**Written request**
Report each line of the records below that contains the string "black". Case counts.

**Information shown**
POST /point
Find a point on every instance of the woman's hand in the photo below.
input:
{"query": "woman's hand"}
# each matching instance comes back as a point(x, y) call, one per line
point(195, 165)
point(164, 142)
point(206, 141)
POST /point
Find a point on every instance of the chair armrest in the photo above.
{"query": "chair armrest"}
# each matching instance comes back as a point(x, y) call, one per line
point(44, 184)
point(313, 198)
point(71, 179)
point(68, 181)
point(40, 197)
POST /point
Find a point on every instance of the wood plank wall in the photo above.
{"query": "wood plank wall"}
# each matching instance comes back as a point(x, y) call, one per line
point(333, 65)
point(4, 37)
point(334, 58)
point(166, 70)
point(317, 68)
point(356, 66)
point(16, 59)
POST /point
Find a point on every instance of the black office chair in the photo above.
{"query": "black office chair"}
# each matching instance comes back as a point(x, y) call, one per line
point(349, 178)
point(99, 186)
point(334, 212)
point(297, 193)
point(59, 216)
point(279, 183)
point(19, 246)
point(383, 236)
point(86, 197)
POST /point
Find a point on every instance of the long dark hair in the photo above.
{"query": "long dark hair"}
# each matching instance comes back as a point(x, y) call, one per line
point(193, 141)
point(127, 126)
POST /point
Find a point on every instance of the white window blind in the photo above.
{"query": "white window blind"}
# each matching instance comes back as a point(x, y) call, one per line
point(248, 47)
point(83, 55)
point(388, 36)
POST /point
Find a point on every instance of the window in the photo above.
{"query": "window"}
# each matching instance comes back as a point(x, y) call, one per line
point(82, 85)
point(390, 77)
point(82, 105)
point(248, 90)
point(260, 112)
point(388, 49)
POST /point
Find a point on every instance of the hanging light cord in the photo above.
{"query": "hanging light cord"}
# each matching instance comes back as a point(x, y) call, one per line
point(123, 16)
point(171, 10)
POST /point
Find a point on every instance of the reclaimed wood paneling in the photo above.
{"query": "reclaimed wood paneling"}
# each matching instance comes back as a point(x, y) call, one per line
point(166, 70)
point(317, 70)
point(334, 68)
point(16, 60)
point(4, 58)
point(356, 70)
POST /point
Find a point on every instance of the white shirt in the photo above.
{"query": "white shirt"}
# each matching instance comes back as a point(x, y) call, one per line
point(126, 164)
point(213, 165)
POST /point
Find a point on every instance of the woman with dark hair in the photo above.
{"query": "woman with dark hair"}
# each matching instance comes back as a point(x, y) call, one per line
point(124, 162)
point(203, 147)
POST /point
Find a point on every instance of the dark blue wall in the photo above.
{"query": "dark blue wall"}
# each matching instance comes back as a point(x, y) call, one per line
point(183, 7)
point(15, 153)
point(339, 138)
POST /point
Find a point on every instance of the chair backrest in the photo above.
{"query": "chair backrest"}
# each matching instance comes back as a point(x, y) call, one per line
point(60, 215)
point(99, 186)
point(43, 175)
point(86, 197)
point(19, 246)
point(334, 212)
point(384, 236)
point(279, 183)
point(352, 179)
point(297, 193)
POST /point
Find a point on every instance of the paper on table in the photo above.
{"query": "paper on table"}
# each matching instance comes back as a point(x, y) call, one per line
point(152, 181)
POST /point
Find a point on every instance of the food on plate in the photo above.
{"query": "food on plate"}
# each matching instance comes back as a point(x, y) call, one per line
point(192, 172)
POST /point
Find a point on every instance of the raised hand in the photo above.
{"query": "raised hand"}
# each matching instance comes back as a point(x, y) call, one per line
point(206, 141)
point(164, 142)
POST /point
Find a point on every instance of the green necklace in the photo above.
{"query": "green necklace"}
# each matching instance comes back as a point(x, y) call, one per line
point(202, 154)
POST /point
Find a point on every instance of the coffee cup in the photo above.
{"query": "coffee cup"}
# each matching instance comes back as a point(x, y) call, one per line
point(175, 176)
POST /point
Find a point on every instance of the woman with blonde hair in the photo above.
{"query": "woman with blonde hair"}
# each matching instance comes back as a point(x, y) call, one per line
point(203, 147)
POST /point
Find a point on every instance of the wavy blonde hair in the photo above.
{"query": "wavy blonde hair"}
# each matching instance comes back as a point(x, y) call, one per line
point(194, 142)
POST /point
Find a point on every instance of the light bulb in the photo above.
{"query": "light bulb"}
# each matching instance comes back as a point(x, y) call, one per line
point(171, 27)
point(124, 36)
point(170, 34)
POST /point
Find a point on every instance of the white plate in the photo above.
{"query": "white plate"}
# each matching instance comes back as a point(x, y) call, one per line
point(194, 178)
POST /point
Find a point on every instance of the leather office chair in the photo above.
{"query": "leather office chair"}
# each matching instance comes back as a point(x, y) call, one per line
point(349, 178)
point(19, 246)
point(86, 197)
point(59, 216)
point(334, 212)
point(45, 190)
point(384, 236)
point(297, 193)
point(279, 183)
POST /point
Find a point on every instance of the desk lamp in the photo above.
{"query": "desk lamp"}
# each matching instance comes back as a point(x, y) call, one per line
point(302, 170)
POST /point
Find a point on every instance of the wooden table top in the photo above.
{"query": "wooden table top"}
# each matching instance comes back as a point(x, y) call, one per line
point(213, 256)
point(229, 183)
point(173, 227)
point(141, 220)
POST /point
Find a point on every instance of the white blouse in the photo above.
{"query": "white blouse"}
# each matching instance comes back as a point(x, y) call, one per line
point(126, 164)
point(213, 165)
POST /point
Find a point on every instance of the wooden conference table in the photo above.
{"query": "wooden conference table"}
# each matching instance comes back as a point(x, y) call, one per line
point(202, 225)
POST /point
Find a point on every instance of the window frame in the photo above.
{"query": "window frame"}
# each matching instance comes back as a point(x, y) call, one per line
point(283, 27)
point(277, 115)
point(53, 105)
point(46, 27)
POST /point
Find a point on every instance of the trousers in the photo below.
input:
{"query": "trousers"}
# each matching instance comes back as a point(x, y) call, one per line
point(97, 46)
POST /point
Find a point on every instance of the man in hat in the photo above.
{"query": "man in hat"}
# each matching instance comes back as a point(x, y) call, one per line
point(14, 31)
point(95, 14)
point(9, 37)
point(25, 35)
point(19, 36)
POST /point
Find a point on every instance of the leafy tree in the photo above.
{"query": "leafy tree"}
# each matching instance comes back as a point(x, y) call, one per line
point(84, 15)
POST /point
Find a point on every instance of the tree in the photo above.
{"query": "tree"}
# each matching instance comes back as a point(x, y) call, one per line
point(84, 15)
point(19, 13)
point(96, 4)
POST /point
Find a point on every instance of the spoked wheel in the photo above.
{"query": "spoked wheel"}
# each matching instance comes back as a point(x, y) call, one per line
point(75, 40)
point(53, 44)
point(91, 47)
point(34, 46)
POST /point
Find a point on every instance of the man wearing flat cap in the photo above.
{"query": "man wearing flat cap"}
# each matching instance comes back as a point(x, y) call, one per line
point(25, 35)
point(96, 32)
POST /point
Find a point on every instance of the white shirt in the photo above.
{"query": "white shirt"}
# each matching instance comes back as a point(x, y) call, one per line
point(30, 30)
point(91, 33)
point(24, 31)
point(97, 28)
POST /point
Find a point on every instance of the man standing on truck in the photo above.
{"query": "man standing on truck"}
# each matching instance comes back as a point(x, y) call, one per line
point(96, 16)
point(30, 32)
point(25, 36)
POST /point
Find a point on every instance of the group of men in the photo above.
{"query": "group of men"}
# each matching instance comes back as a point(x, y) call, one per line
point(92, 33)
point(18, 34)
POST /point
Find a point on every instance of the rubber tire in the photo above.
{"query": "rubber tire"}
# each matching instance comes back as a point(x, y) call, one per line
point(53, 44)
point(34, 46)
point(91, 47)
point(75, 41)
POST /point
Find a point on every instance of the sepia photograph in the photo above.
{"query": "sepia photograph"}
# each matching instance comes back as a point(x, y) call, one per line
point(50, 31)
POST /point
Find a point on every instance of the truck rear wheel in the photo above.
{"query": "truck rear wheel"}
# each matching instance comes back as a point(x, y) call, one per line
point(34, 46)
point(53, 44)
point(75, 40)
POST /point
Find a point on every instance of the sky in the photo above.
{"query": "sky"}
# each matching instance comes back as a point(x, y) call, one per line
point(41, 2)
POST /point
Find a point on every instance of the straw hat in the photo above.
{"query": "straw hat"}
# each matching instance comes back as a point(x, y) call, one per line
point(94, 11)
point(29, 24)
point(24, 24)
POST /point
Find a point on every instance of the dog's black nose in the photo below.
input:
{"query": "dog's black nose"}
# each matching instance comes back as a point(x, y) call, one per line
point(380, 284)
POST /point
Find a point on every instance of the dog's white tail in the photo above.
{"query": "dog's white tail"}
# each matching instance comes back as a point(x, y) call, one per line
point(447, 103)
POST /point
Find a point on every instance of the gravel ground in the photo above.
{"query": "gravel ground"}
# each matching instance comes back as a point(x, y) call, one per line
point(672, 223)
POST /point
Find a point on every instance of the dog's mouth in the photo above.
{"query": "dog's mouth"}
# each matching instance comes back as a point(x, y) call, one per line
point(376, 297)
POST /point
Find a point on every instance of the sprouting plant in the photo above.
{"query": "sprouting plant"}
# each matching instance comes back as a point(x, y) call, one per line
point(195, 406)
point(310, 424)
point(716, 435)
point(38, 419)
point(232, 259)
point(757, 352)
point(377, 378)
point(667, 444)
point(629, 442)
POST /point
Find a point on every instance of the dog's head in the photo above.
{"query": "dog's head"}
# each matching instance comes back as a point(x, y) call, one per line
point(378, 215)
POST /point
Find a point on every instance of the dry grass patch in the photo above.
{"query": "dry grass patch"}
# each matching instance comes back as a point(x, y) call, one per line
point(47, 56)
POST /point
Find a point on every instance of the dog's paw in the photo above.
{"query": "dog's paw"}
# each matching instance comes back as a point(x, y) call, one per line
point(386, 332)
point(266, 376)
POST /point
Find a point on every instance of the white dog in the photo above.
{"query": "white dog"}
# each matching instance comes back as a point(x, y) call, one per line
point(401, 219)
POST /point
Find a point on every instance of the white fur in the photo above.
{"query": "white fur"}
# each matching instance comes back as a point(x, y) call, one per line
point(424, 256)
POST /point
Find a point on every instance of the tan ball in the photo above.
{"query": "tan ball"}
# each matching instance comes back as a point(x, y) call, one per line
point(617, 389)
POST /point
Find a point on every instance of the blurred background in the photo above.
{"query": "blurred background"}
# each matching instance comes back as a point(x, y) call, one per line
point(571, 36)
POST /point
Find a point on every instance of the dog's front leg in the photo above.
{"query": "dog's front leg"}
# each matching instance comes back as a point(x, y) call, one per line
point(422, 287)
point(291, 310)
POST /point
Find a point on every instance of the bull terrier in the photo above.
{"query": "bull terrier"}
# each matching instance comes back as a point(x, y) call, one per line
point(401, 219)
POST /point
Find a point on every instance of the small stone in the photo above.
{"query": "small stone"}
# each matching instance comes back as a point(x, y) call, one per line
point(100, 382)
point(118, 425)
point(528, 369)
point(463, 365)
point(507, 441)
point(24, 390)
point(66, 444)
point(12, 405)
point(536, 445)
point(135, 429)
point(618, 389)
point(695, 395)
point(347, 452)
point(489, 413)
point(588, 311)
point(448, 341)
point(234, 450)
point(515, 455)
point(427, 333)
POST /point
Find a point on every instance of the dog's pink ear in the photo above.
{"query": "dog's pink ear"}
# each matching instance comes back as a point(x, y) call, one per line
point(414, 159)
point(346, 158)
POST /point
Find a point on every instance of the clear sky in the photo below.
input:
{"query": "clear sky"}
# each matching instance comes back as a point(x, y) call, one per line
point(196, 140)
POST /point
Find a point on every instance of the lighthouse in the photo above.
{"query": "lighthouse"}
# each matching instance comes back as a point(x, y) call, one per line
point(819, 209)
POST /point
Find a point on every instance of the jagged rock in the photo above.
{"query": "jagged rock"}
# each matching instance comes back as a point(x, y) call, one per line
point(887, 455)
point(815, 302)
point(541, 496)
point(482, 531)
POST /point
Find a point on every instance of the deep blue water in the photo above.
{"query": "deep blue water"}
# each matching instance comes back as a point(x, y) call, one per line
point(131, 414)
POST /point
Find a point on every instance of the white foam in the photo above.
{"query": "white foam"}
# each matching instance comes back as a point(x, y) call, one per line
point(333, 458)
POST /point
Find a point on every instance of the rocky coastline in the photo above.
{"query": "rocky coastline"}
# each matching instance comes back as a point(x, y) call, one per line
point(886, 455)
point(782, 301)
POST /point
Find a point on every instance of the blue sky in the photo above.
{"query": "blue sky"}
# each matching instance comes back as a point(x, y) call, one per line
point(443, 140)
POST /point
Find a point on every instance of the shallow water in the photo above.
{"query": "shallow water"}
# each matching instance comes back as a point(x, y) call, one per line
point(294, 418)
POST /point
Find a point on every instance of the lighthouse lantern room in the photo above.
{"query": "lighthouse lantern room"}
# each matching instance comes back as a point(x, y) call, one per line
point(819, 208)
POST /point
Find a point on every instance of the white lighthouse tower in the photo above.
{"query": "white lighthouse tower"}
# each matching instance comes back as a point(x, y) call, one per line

**Completed task**
Find a point on every instance of the black office chair in the photo above.
{"query": "black office chair"}
Find a point on every instance of the dog's black nose in the photo below.
{"query": "dog's black nose"}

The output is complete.